* [Exercise details]: Update the records below by replacing "flower stem" with "plant stem" and leaving everything else unchanged. Omit the pictures from your answer.

%%

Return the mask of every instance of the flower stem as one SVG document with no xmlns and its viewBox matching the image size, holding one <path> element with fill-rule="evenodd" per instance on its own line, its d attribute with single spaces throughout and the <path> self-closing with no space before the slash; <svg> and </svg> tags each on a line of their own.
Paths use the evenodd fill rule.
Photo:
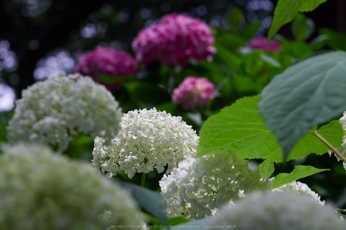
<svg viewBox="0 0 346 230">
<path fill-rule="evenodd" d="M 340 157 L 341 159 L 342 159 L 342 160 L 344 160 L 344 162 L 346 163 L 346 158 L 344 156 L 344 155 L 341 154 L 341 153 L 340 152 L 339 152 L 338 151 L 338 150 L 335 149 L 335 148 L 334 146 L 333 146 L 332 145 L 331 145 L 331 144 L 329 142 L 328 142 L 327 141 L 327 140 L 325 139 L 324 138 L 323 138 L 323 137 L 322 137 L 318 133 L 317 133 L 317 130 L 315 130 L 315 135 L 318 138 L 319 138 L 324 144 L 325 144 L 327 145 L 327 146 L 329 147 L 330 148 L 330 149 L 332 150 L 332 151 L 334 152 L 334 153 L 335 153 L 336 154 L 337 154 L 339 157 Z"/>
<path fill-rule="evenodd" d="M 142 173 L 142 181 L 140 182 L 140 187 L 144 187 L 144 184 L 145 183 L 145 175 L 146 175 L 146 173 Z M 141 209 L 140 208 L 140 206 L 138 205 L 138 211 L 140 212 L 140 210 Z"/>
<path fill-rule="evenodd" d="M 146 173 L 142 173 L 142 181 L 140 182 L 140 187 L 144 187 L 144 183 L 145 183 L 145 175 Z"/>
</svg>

%%

* [Task result]:
Return the mask of every instance of the plant stem as one SVG document with no xmlns and its viewBox matching the image size, holding one <path> element with fill-rule="evenodd" per instance on its own line, its d attribute with single spaces throughout and the <path> self-closing with no space before the slash; <svg> and </svg> tags each on a line of their own.
Paths use the evenodd fill rule.
Photo:
<svg viewBox="0 0 346 230">
<path fill-rule="evenodd" d="M 340 157 L 341 159 L 342 159 L 342 160 L 344 160 L 344 162 L 346 163 L 346 158 L 344 156 L 344 155 L 341 154 L 341 153 L 340 152 L 339 152 L 338 151 L 338 150 L 335 149 L 335 148 L 334 146 L 333 146 L 332 145 L 331 145 L 331 144 L 329 142 L 328 142 L 327 141 L 327 140 L 325 139 L 324 138 L 323 138 L 323 137 L 322 137 L 318 133 L 317 133 L 317 130 L 315 130 L 315 135 L 318 138 L 319 138 L 324 144 L 325 144 L 327 145 L 327 146 L 329 147 L 330 148 L 330 149 L 332 150 L 332 151 L 334 152 L 334 153 L 335 153 L 336 154 L 337 154 L 339 157 Z"/>
<path fill-rule="evenodd" d="M 142 173 L 142 181 L 140 182 L 140 187 L 144 187 L 144 184 L 145 183 L 145 175 L 146 175 L 146 173 Z M 141 209 L 140 208 L 140 206 L 138 205 L 138 211 L 140 212 L 140 210 Z"/>
<path fill-rule="evenodd" d="M 146 173 L 142 173 L 142 181 L 140 182 L 140 187 L 144 187 L 144 183 L 145 183 L 145 175 Z"/>
</svg>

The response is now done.